- LISTING
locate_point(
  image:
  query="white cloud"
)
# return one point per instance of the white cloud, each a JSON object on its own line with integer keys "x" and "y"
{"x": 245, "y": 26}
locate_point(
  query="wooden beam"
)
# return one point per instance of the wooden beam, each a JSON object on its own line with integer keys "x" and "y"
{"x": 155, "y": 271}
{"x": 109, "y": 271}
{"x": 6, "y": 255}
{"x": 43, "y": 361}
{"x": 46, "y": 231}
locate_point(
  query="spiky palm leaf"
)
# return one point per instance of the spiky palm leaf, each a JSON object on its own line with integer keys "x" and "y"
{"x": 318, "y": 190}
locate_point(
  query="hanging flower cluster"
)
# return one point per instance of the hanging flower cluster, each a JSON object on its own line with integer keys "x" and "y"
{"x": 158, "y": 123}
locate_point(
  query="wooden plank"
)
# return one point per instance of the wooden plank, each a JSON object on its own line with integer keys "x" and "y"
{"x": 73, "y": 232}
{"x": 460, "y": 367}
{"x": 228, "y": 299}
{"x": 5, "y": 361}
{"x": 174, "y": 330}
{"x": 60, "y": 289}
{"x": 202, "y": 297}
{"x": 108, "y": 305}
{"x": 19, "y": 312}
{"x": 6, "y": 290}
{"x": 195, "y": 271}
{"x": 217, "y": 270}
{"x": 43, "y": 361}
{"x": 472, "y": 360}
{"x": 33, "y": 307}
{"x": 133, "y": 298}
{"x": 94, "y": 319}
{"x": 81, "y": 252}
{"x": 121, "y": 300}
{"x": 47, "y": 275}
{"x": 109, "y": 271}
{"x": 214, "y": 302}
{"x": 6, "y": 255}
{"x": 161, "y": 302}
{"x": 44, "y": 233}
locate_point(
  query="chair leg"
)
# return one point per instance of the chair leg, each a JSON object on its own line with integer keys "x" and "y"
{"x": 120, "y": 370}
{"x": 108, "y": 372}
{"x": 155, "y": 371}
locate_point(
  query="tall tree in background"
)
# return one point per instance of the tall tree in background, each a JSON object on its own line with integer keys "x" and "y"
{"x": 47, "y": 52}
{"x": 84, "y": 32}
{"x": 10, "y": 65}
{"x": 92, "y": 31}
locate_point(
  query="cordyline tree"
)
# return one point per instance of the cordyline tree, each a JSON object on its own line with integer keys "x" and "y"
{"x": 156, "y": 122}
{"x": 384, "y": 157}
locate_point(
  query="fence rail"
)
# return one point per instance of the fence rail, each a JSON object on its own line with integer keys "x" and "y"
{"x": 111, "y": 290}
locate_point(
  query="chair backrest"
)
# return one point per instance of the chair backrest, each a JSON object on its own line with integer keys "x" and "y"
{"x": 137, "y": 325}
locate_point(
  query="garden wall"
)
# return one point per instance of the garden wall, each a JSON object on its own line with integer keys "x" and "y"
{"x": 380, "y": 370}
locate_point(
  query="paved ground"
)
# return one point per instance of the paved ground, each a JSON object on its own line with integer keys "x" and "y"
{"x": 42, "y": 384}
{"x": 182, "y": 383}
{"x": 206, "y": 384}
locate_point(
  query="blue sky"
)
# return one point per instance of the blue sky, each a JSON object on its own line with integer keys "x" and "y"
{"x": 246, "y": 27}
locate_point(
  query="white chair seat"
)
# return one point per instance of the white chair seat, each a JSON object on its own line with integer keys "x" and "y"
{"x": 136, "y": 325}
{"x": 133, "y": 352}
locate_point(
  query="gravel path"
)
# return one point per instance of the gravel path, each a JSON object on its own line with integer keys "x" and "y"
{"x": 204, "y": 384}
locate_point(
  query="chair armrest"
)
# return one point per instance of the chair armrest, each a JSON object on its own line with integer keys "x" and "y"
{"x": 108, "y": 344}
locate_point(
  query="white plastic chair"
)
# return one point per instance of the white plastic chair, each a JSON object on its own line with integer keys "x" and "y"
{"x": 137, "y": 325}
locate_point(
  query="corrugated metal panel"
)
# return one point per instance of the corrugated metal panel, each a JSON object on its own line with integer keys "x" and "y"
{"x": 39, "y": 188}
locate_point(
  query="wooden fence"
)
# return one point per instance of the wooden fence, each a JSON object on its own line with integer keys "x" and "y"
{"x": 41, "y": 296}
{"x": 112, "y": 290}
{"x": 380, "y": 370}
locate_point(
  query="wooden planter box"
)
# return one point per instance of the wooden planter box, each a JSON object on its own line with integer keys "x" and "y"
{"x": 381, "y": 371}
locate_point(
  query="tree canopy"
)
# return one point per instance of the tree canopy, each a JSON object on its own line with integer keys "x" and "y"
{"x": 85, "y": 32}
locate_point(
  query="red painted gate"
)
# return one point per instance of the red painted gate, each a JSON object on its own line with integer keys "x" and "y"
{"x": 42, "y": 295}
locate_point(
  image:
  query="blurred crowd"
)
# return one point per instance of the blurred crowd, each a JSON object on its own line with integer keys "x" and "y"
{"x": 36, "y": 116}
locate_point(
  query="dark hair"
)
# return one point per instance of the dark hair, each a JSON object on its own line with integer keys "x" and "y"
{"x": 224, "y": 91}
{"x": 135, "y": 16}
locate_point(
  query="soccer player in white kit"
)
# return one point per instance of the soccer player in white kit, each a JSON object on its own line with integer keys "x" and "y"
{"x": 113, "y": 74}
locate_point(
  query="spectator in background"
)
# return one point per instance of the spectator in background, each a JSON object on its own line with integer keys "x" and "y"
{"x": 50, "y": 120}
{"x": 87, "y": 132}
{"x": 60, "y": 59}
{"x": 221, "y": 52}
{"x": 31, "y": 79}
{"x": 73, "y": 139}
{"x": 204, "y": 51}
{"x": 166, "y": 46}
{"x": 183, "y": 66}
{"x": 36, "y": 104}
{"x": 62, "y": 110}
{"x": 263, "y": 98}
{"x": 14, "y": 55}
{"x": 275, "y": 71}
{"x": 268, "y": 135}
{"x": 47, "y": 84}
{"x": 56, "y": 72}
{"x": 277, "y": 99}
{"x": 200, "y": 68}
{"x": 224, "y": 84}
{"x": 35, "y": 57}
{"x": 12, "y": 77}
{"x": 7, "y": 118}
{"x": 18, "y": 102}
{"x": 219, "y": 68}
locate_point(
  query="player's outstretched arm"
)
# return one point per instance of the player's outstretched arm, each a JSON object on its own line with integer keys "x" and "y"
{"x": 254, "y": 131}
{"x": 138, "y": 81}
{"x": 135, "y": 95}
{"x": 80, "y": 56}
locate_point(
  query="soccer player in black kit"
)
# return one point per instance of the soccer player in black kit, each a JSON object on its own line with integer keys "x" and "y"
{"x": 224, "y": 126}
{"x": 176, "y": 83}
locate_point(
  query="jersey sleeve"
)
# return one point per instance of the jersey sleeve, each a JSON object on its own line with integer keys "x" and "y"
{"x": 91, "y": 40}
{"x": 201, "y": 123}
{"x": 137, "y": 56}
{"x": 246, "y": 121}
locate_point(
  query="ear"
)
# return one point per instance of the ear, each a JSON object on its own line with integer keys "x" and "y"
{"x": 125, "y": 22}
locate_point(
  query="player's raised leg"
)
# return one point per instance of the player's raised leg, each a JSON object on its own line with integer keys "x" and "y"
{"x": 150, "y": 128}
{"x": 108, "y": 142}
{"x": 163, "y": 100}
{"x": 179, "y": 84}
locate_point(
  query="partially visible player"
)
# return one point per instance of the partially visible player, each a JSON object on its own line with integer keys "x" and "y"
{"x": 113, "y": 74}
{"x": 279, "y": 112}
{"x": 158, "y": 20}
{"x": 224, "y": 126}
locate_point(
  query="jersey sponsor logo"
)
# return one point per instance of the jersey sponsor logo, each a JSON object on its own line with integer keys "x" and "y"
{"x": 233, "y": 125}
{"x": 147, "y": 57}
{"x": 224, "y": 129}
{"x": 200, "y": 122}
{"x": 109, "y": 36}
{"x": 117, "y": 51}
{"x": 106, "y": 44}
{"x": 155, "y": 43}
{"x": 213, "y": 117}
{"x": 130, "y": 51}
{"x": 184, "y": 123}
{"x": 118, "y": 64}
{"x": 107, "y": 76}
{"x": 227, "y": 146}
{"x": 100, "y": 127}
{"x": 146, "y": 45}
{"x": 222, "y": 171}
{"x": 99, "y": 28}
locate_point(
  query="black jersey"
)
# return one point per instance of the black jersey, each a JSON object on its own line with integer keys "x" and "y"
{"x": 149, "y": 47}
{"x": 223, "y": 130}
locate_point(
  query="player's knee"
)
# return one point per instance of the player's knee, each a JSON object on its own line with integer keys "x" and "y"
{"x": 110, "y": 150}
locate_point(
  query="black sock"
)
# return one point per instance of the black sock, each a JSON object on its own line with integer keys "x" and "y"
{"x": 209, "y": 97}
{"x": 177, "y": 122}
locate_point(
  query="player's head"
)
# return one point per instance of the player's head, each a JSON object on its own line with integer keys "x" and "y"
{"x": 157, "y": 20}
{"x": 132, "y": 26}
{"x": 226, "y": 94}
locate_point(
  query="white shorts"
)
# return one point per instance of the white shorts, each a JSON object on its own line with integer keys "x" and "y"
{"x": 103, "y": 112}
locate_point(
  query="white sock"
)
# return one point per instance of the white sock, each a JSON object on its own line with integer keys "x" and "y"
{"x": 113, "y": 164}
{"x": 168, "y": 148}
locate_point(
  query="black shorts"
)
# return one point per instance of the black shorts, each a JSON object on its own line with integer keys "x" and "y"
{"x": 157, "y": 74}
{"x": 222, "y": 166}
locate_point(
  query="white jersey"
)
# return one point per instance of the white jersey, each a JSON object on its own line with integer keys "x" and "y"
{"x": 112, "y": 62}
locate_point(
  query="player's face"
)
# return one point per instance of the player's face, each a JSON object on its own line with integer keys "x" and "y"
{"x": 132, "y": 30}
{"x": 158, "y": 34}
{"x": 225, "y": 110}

- WHAT TO PRODUCE
Copy out, in full, each line of the material above that contains the word "soccer".

- OUTPUT FOR THIS EXERCISE
  query="soccer player in white kit"
# return one point per instance of the soccer player in white kit, each a JSON object on its own line with integer keys "x" and "y"
  query="soccer player in black kit"
# return one point per instance of the soccer player in black kit, each a JSON object on its own line with integer keys "x" and "y"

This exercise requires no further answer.